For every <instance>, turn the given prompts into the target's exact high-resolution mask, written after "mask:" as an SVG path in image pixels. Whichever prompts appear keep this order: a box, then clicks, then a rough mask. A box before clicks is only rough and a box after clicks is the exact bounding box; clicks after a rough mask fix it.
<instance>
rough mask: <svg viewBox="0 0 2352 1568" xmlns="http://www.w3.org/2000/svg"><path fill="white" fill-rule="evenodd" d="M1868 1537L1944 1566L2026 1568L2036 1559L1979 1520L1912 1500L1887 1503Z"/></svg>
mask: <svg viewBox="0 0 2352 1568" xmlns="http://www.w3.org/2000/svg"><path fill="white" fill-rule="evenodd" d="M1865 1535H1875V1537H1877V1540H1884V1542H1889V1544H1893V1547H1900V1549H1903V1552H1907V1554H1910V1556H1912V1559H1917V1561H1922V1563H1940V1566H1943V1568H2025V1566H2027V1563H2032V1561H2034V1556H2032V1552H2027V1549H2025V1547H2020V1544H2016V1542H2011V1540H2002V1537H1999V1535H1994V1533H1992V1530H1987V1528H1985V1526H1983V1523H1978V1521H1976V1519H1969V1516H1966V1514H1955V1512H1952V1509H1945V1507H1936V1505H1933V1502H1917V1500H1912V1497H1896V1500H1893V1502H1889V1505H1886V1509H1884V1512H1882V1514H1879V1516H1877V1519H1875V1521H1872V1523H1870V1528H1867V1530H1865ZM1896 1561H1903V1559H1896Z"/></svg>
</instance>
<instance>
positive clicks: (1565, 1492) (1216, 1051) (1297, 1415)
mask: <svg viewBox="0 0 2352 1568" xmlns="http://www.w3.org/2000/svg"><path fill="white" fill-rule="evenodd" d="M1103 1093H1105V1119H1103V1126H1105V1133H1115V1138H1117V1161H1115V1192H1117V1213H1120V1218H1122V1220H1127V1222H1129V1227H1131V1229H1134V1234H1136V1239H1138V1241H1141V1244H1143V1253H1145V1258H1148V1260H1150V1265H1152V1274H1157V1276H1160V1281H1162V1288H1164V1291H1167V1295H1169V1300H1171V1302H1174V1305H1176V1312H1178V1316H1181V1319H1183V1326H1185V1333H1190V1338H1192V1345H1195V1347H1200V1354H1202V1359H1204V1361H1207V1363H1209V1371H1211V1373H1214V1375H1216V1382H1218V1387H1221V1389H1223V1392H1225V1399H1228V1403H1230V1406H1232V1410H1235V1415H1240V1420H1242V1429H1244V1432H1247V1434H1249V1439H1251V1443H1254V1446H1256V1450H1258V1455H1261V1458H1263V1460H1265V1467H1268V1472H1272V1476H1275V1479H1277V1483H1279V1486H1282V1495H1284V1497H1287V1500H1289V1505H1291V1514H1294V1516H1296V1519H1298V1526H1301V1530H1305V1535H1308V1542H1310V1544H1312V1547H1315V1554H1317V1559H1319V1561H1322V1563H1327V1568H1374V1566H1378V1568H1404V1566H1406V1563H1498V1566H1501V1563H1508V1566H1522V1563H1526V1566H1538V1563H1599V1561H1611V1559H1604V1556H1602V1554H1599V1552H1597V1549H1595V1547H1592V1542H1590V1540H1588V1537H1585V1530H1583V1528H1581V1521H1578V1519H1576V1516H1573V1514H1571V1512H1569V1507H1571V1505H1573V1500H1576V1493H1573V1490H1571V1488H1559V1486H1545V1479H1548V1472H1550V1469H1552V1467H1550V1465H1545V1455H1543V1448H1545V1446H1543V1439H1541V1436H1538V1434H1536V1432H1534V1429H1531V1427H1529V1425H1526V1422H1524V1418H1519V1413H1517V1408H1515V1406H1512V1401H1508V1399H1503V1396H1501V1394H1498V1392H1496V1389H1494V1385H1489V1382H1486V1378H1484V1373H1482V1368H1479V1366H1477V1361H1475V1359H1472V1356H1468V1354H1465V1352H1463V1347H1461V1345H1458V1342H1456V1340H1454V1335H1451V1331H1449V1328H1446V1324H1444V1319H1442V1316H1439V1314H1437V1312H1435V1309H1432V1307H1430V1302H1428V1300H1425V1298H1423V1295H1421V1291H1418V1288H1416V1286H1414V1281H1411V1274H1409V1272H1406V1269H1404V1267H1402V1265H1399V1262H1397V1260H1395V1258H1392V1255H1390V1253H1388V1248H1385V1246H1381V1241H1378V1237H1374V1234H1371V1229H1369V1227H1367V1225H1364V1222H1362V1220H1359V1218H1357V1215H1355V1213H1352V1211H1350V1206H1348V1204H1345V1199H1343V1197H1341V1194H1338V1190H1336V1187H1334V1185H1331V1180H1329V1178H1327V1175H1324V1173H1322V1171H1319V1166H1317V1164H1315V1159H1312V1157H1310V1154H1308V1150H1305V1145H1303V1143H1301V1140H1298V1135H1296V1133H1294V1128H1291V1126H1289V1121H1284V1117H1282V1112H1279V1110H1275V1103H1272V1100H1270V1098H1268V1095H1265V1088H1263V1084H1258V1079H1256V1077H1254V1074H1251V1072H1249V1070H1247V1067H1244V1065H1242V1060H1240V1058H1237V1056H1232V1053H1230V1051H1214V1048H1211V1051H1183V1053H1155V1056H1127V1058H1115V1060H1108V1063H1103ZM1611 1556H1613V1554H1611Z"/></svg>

================================

What the task asks: Line by line, reproduce the data exactly.

Solved problem:
For every <instance>, turn the given prompts into the target's exact high-resolution mask, written after "mask:" as an SVG path in image pixels. Whichever prompts appear keep this order: a box, then clicks, then a rough mask. A box before clicks is only rough and a box after clicks is the exact bounding box; clicks after a rough mask fix it.
<instance>
rough mask: <svg viewBox="0 0 2352 1568" xmlns="http://www.w3.org/2000/svg"><path fill="white" fill-rule="evenodd" d="M1868 1537L1944 1566L2026 1568L2036 1559L1979 1520L1912 1500L1887 1503Z"/></svg>
mask: <svg viewBox="0 0 2352 1568" xmlns="http://www.w3.org/2000/svg"><path fill="white" fill-rule="evenodd" d="M1865 1535H1875V1537H1877V1540H1884V1542H1889V1544H1893V1547H1900V1549H1903V1552H1907V1554H1910V1556H1912V1559H1917V1561H1922V1563H1940V1566H1943V1568H2025V1566H2027V1563H2032V1561H2034V1556H2032V1552H2027V1549H2025V1547H2020V1544H2016V1542H2011V1540H2002V1537H1999V1535H1994V1533H1992V1530H1987V1528H1985V1526H1983V1523H1978V1521H1976V1519H1969V1516H1966V1514H1955V1512H1952V1509H1945V1507H1936V1505H1933V1502H1917V1500H1912V1497H1896V1500H1893V1502H1889V1505H1886V1509H1884V1512H1882V1514H1879V1516H1877V1519H1875V1521H1872V1523H1870V1528H1867V1530H1865ZM1896 1561H1903V1559H1896Z"/></svg>
</instance>
<instance>
positive clicks: (1565, 1492) (1216, 1051) (1297, 1415)
mask: <svg viewBox="0 0 2352 1568" xmlns="http://www.w3.org/2000/svg"><path fill="white" fill-rule="evenodd" d="M1103 1093H1105V1119H1103V1126H1105V1133H1115V1138H1117V1161H1115V1192H1117V1213H1120V1218H1122V1220H1127V1222H1129V1227H1131V1229H1134V1234H1136V1239H1138V1241H1141V1244H1143V1253H1145V1258H1148V1260H1150V1265H1152V1274H1157V1276H1160V1281H1162V1288H1164V1291H1167V1295H1169V1300H1171V1302H1174V1305H1176V1312H1178V1316H1181V1319H1183V1326H1185V1333H1190V1338H1192V1345H1195V1347H1200V1354H1202V1359H1204V1361H1207V1363H1209V1371H1211V1373H1214V1375H1216V1382H1218V1387H1221V1389H1223V1392H1225V1399H1228V1403H1230V1406H1232V1410H1235V1415H1240V1420H1242V1429H1244V1432H1247V1434H1249V1439H1251V1443H1254V1446H1256V1450H1258V1455H1261V1458H1263V1460H1265V1467H1268V1472H1272V1476H1275V1479H1277V1483H1279V1486H1282V1495H1284V1497H1287V1500H1289V1505H1291V1514H1294V1516H1296V1519H1298V1526H1301V1530H1305V1535H1308V1542H1310V1544H1312V1547H1315V1554H1317V1559H1319V1561H1322V1563H1327V1568H1374V1566H1378V1568H1404V1566H1406V1563H1498V1566H1501V1563H1508V1566H1522V1563H1526V1566H1538V1563H1599V1561H1611V1559H1604V1556H1602V1554H1599V1552H1597V1549H1595V1547H1592V1542H1590V1540H1588V1537H1585V1530H1583V1528H1581V1521H1578V1519H1576V1516H1573V1514H1571V1512H1569V1507H1571V1505H1573V1500H1576V1493H1573V1490H1571V1488H1559V1486H1545V1479H1548V1472H1550V1469H1552V1467H1550V1465H1545V1455H1543V1448H1545V1446H1543V1439H1541V1436H1538V1434H1536V1432H1534V1429H1531V1427H1529V1425H1526V1422H1524V1418H1519V1413H1517V1408H1515V1406H1512V1401H1508V1399H1503V1396H1501V1394H1498V1392H1496V1389H1494V1385H1489V1382H1486V1378H1484V1373H1482V1368H1479V1366H1477V1361H1475V1359H1472V1356H1468V1354H1465V1352H1463V1347H1461V1345H1458V1342H1456V1340H1454V1335H1451V1331H1449V1328H1446V1324H1444V1319H1442V1316H1439V1314H1437V1312H1435V1309H1432V1307H1430V1302H1428V1300H1425V1298H1423V1295H1421V1291H1418V1288H1416V1286H1414V1281H1411V1274H1409V1272H1406V1269H1404V1267H1402V1265H1399V1262H1397V1260H1395V1258H1392V1255H1390V1253H1388V1248H1385V1246H1381V1241H1378V1237H1374V1234H1371V1229H1369V1227H1367V1225H1364V1222H1362V1220H1359V1218H1357V1215H1355V1213H1352V1211H1350V1206H1348V1204H1345V1199H1343V1197H1341V1194H1338V1190H1336V1187H1334V1185H1331V1180H1329V1178H1327V1175H1324V1173H1322V1171H1319V1166H1317V1164H1315V1159H1312V1157H1310V1154H1308V1150H1305V1145H1303V1143H1301V1140H1298V1135H1296V1133H1294V1128H1291V1126H1289V1121H1284V1117H1282V1112H1279V1110H1275V1103H1272V1100H1270V1098H1268V1095H1265V1088H1263V1084H1258V1079H1256V1077H1254V1074H1251V1072H1249V1070H1247V1067H1244V1065H1242V1060H1240V1058H1237V1056H1232V1053H1230V1051H1214V1048H1211V1051H1183V1053H1155V1056H1127V1058H1115V1060H1108V1063H1103ZM1611 1556H1613V1554H1611Z"/></svg>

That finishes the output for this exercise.